──────── Source records ────────

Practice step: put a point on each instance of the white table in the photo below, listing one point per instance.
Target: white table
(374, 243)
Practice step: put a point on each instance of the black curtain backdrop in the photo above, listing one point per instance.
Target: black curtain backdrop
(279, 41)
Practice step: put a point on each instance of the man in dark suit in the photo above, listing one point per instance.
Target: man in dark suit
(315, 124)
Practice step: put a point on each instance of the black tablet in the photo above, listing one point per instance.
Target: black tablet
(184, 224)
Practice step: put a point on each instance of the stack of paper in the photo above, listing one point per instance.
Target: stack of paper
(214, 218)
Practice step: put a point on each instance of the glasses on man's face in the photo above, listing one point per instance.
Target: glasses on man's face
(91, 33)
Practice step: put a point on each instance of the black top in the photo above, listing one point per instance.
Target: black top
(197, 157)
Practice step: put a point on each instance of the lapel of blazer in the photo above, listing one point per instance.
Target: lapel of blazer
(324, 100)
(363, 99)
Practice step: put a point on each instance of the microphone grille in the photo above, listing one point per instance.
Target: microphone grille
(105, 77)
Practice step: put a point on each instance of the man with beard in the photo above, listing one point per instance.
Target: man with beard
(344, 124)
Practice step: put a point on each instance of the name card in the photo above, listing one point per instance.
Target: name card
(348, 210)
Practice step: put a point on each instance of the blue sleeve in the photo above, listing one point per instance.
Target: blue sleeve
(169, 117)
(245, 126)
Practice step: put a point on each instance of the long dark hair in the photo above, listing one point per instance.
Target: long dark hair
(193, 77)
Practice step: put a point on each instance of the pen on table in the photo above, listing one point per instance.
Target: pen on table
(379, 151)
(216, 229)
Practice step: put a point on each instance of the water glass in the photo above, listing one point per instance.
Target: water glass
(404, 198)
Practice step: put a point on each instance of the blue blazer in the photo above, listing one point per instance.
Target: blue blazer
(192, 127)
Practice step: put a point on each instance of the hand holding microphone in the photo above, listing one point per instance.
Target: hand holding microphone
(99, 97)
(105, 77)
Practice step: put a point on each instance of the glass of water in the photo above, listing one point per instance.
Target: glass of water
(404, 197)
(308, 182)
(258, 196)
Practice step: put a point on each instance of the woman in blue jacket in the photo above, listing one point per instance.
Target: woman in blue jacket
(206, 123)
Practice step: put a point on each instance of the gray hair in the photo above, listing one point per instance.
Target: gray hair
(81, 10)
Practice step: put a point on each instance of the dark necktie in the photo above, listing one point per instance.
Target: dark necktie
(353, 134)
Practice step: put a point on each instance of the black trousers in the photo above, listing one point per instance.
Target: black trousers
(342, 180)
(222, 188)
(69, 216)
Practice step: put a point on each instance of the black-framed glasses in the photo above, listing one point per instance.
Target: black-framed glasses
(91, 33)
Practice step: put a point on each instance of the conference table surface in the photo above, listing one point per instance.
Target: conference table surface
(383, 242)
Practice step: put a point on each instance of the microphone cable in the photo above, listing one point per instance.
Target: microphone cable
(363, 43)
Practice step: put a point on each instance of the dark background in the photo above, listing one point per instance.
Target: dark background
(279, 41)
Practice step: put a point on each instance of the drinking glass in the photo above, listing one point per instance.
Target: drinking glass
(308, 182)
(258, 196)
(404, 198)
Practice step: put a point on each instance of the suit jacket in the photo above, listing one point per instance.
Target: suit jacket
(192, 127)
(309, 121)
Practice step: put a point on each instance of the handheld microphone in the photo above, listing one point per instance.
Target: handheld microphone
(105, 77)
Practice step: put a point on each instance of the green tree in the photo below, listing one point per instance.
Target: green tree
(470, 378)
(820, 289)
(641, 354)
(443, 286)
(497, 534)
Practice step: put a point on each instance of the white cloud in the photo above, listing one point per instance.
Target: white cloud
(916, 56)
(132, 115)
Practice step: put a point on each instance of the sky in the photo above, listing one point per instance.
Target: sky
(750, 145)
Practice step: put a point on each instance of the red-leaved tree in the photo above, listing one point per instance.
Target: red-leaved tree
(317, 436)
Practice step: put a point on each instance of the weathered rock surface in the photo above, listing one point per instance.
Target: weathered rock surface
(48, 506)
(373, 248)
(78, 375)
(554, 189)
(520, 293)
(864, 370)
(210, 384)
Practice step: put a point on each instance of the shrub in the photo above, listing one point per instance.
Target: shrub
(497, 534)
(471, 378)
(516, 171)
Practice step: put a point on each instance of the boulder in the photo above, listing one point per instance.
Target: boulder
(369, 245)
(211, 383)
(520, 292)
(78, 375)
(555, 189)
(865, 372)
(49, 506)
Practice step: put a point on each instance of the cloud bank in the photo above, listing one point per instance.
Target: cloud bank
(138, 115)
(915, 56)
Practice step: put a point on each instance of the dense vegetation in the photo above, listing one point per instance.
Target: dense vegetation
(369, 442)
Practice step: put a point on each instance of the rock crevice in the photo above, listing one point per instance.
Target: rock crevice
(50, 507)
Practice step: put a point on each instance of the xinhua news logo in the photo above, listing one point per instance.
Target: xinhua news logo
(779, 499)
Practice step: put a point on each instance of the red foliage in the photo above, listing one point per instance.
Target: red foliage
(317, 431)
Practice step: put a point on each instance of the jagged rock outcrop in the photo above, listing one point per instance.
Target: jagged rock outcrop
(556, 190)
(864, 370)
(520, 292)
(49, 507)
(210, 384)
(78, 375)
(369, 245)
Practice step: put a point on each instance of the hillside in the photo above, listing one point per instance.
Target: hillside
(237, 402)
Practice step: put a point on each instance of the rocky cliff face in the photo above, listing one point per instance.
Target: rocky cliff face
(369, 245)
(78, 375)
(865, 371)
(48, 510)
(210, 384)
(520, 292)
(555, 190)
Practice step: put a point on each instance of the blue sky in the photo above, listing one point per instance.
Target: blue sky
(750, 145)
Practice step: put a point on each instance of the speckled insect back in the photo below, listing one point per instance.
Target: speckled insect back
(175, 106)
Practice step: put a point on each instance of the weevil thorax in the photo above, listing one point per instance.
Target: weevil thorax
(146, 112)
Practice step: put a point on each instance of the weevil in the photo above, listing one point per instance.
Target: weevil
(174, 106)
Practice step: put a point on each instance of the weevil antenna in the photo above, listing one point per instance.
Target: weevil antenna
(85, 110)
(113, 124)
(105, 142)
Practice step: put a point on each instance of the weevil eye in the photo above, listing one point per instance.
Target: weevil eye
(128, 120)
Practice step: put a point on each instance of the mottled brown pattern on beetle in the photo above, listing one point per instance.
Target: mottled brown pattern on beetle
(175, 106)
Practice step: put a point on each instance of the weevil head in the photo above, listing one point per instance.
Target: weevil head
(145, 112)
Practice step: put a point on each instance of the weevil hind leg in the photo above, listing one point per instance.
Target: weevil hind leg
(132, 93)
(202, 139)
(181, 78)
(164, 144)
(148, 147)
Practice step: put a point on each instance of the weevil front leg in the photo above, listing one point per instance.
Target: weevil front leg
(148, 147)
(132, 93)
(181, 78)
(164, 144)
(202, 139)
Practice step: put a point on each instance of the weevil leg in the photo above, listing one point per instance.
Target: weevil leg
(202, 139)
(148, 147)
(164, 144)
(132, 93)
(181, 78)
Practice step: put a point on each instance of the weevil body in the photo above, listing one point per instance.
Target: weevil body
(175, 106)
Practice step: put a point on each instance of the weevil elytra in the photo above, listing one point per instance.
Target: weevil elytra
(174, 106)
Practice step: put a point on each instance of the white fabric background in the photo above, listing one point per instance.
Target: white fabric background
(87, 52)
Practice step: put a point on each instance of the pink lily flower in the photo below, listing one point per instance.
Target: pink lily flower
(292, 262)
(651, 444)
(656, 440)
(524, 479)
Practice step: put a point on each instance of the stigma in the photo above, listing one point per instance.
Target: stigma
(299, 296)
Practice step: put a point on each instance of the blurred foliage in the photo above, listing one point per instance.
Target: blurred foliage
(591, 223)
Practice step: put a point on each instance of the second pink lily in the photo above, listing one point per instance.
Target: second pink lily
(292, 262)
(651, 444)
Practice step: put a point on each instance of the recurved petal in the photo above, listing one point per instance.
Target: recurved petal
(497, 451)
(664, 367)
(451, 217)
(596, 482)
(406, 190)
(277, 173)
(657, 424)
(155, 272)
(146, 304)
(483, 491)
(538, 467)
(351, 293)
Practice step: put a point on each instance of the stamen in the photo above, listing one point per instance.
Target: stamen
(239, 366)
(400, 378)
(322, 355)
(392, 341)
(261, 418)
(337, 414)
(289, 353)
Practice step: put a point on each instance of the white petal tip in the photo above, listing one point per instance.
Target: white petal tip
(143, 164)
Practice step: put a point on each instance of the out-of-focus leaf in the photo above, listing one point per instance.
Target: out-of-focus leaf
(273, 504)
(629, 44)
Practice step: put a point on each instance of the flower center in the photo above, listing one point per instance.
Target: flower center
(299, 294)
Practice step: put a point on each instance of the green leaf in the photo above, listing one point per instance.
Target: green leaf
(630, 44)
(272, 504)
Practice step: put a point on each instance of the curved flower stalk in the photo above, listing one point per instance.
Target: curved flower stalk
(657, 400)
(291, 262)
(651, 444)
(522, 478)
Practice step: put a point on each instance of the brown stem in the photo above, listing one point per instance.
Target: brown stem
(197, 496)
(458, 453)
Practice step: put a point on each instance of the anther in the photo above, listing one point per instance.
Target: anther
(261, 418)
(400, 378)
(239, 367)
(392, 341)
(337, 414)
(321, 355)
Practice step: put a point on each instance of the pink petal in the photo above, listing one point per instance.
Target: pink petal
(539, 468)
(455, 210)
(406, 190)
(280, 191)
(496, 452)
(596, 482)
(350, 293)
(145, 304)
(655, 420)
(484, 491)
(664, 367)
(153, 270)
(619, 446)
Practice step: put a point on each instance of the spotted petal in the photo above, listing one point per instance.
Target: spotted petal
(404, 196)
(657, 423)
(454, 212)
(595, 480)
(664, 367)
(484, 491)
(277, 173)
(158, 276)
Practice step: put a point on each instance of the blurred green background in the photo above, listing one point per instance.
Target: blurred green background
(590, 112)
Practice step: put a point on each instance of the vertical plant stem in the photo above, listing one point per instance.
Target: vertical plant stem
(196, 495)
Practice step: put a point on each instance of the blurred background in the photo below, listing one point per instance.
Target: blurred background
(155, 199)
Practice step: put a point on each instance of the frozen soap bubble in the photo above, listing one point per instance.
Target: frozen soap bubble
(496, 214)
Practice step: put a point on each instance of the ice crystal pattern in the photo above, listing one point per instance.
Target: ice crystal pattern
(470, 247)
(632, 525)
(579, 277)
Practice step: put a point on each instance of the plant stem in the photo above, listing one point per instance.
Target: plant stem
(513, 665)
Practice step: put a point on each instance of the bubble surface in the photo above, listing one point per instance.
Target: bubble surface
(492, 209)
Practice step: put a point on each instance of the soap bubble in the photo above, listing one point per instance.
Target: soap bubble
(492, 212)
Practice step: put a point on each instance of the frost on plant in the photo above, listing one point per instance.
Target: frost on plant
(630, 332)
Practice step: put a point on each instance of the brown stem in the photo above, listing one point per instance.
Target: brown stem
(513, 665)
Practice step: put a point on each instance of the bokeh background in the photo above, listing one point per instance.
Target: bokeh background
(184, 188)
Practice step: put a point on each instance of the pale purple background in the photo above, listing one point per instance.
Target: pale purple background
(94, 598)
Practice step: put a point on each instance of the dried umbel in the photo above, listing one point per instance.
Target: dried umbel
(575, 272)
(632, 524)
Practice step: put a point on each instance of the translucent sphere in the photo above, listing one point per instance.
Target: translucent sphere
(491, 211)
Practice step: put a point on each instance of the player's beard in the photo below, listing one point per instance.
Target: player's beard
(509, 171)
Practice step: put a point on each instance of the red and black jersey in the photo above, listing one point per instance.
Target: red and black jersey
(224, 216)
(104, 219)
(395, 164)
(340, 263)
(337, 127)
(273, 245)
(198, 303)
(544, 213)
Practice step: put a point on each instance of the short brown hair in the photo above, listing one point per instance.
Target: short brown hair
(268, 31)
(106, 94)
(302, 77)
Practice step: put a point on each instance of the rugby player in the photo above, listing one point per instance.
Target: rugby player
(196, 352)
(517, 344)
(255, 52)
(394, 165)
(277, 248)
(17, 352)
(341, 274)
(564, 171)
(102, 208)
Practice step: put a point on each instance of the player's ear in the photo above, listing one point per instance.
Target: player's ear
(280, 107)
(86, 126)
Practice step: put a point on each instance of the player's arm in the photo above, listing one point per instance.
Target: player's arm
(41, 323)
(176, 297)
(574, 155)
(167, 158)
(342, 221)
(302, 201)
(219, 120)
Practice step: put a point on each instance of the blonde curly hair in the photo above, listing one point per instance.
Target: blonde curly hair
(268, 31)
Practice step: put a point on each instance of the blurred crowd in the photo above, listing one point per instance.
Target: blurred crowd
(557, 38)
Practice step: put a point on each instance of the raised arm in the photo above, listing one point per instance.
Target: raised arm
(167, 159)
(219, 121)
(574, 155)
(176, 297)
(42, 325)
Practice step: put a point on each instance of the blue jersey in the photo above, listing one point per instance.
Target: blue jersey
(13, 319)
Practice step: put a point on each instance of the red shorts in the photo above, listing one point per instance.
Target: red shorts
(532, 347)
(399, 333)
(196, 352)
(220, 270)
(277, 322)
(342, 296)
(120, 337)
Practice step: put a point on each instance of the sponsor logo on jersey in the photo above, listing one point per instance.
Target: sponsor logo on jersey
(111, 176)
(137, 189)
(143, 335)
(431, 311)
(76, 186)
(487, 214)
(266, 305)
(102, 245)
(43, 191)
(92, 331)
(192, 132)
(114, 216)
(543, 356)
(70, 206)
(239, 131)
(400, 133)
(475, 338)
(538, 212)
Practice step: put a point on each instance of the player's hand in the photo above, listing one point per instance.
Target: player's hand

────────

• Description of the task
Return, unchanged, the lines of the data starting with the line that contains "the player's hand" and going on through the last line of the data, both included.

• Result of the exercise
Practice step: put a point on each instance of the player's hand in the photo above, listing one point per instance.
Target: player's hand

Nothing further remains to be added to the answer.